Give back the whole listing exactly as written, pictures excluded.
═════ Task inputs ═════
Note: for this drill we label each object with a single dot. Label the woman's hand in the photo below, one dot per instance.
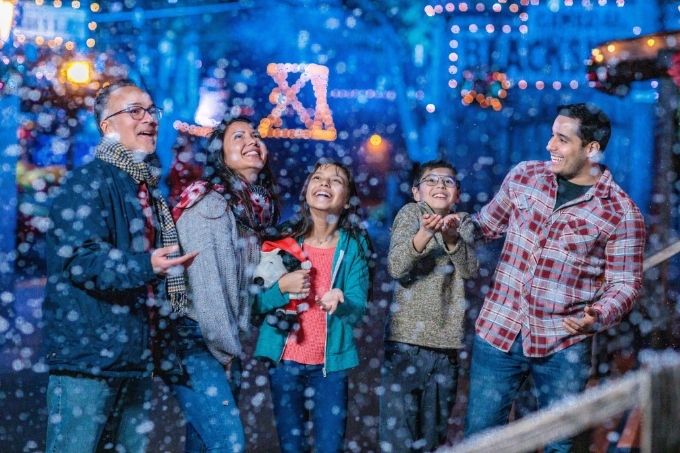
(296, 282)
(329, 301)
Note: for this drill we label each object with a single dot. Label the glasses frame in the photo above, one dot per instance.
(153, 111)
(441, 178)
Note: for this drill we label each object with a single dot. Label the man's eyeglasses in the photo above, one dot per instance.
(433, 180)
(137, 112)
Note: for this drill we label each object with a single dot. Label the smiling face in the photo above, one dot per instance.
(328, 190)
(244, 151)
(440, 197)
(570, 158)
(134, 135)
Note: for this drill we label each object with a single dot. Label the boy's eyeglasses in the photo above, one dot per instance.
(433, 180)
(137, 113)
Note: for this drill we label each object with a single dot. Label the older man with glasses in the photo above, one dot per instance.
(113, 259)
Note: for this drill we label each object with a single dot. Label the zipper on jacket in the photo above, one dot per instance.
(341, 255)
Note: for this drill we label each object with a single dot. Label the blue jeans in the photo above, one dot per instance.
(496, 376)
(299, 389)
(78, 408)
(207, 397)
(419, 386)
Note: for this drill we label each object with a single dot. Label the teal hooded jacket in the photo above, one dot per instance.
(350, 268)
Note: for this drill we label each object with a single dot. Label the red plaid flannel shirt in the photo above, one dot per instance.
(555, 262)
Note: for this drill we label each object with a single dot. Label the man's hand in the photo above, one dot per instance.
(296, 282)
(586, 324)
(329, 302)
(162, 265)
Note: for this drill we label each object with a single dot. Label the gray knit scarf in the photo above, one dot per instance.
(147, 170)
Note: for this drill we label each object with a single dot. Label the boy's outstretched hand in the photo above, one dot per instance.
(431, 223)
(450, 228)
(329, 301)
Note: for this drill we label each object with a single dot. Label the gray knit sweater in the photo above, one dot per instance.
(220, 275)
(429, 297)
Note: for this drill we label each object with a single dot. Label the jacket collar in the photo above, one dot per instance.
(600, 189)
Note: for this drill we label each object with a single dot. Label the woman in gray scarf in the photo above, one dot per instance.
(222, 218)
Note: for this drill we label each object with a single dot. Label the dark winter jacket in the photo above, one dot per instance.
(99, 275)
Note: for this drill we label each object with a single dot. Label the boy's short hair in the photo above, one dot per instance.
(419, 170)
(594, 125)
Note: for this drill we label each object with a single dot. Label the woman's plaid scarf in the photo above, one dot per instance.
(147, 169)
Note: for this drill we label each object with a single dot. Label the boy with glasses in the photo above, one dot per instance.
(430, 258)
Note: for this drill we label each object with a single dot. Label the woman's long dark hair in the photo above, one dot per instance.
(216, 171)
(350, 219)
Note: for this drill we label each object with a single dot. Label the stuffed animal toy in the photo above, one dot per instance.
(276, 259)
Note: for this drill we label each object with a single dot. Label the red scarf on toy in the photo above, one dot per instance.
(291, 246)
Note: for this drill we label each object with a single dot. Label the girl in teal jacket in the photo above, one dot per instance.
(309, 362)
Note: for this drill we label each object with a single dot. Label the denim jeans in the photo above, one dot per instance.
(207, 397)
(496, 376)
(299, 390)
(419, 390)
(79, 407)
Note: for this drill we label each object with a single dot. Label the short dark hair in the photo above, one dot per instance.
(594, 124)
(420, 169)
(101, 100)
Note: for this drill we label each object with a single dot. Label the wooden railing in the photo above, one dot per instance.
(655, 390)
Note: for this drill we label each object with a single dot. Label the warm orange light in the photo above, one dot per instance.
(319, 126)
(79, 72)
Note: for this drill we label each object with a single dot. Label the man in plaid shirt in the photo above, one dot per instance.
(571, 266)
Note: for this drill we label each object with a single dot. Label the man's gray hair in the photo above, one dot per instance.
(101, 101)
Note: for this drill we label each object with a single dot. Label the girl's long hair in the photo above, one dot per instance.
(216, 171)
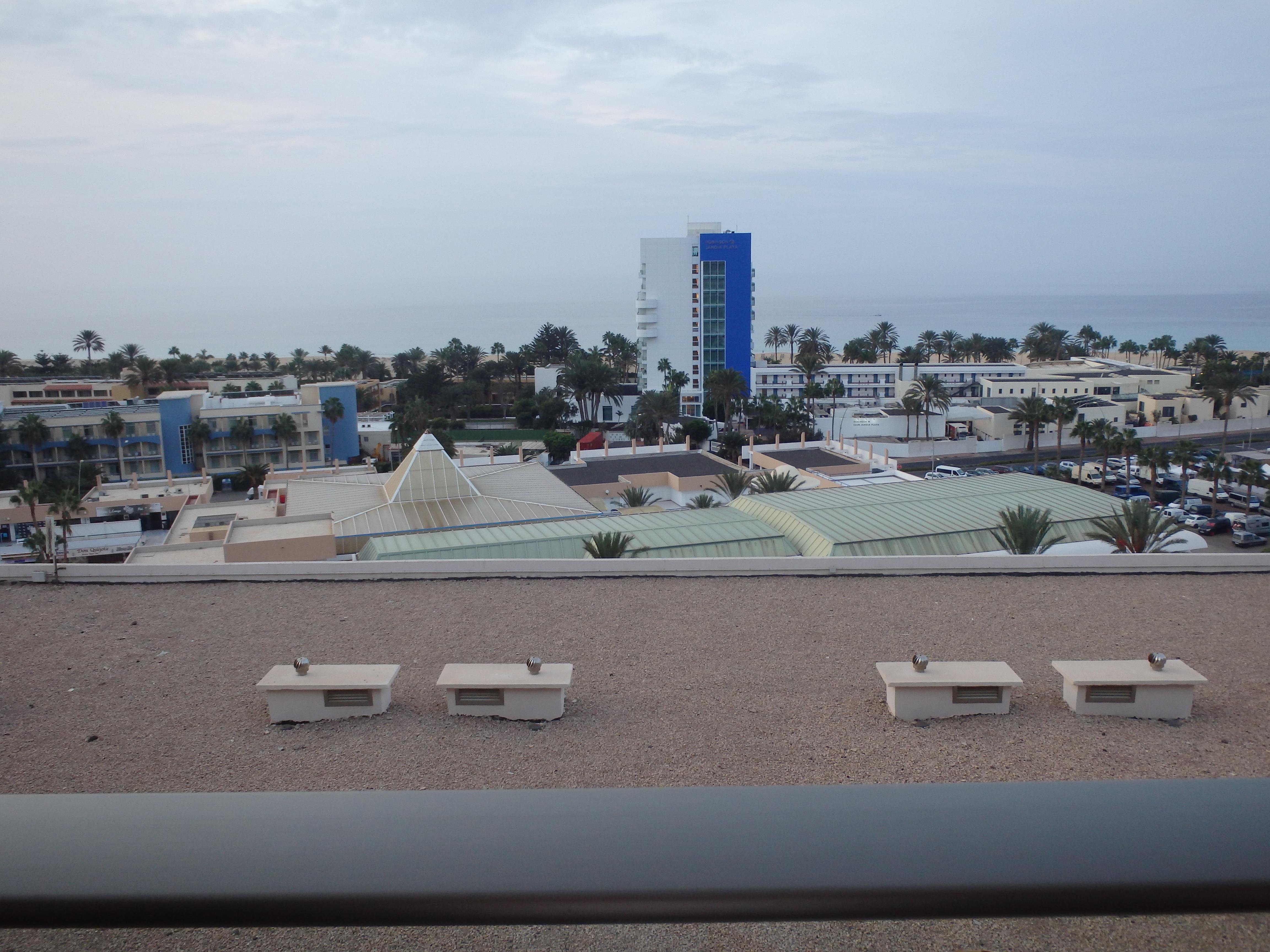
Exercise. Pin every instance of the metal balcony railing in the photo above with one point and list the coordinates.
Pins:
═════
Your response
Note: for this drill we label each object with a single dot. Label the woman's hand in the photo below, one dot per instance.
(296, 282)
(329, 301)
Note: for this drill we label each object with a single dot. Label the glasses frame in the photo above, one dot per instance.
(153, 111)
(441, 178)
Note: for this drill we label each object with a single dot. Label the man's eyeglasses in the photo above, one dot per instance.
(433, 180)
(137, 112)
Note: for this drill we label each object with a single dot. Label the smiling face in the photo above, one dot per instance.
(328, 190)
(244, 151)
(440, 197)
(570, 158)
(134, 135)
Note: for this drill we label each object with a single dot. Label the boy's eyeglasses in the photo above, one dot per instance.
(433, 180)
(137, 113)
Note: for this drill we label each object with a single dot. Label the older man with glasses in the photo above, one dot per instance.
(113, 259)
Note: for this drill we label each object with a single dot. Label the zipper on jacket in the photo above, one dot per instance.
(341, 255)
Note: for this drill we label each object with a single dot. Label the blue jeans in the photo above, one dot per instance.
(496, 376)
(299, 389)
(78, 408)
(207, 397)
(419, 386)
Note: for this drill we label each object with a single dot. Label the teal hooded jacket in the photo above, one dot per instance.
(350, 268)
Note: for this drill we label each object with a single dot. Label the red plaid flannel shirt in the photo above, one dot per instance.
(555, 262)
Note: for this drill we label each object with a single dot. Label the man's hand in the photo above, one dot per instance.
(296, 282)
(586, 324)
(329, 302)
(162, 265)
Note: for this drill we label each object with a single dot. Label the gray knit scarf in the photo above, one dot per instance.
(147, 170)
Note: for this drill we label each object with a single dot. Label the boy's outstretched hand in the photo above, one dot per instance.
(431, 223)
(450, 228)
(329, 301)
Note: for this drill we label each object with a single dot. Label the gray knit sweater in the photo above, one dot per instance.
(220, 275)
(429, 297)
Note: for this drill we label each object with a single dot. Label the jacket collar in the photo above, one dot per instance.
(600, 189)
Note: for this drill we label each object with a single dot. Label the woman in gray scarf in the photo above, one dot per instance.
(222, 218)
Note: for this drill we label each object with a single dot. Label the dark winter jacket in the photo above, one dot per instance.
(99, 275)
Note: for this drill we label each object with a single dot. Label the boy's short hair in the photo above, one dot per instance.
(419, 170)
(594, 125)
Note: for this drill we label each object with a single dot. Label the woman's plaid scarf in the photo above, one dot per instance.
(147, 169)
Note: for this drill we label each object with a single dot. Label the boy with glasses in the photo above, one dot per instance.
(430, 258)
Note: for this drill we label each object with a single dot. Label the woman's long dark hair in the photo above, one dot per instance.
(216, 171)
(350, 219)
Note: for this drill we label each object with a single dot. Label the stuffed animal toy in the photo above, one dot per instance.
(276, 259)
Note: for this drill we label each object with a single dot. Label the red scarf on toy in the photo above, one dot per instance.
(291, 246)
Note: for this drill we label each object with a single dot. Label the girl in teal jacket in the photo above, one dot per instance.
(309, 362)
Note: for this drill we label each object with a single dot. Label the denim jeans in the photo above, one dot per instance.
(207, 397)
(496, 376)
(299, 390)
(419, 390)
(79, 407)
Note: for this drill we label each object with a single dot. Label the short dark hair in the photo above, one dot per instance.
(594, 124)
(420, 169)
(101, 100)
Note: for this drill we label each object with a single dot. Label the wooden railing in the photo above, one dot per instance.
(655, 390)
Note: for this drill we label each object with a single dot. Label the warm orange light in the photo above, one dot per instance.
(319, 126)
(79, 72)
Note: for this drill we label each object with a single dot. Label the man in plaid shirt in the photo above, one dot per instance.
(571, 266)
Note: for this drill we label each object with a single dot. Label the man's gray hair in the photo above, one dot per instance.
(101, 101)
Note: for this drill we label each object with a single dot. Label the girl's long hair in the photo above, one dot per instance.
(216, 171)
Exercise. Pin every instance of the metal balcony railing in the photo above with one point and list the coordinates.
Pins:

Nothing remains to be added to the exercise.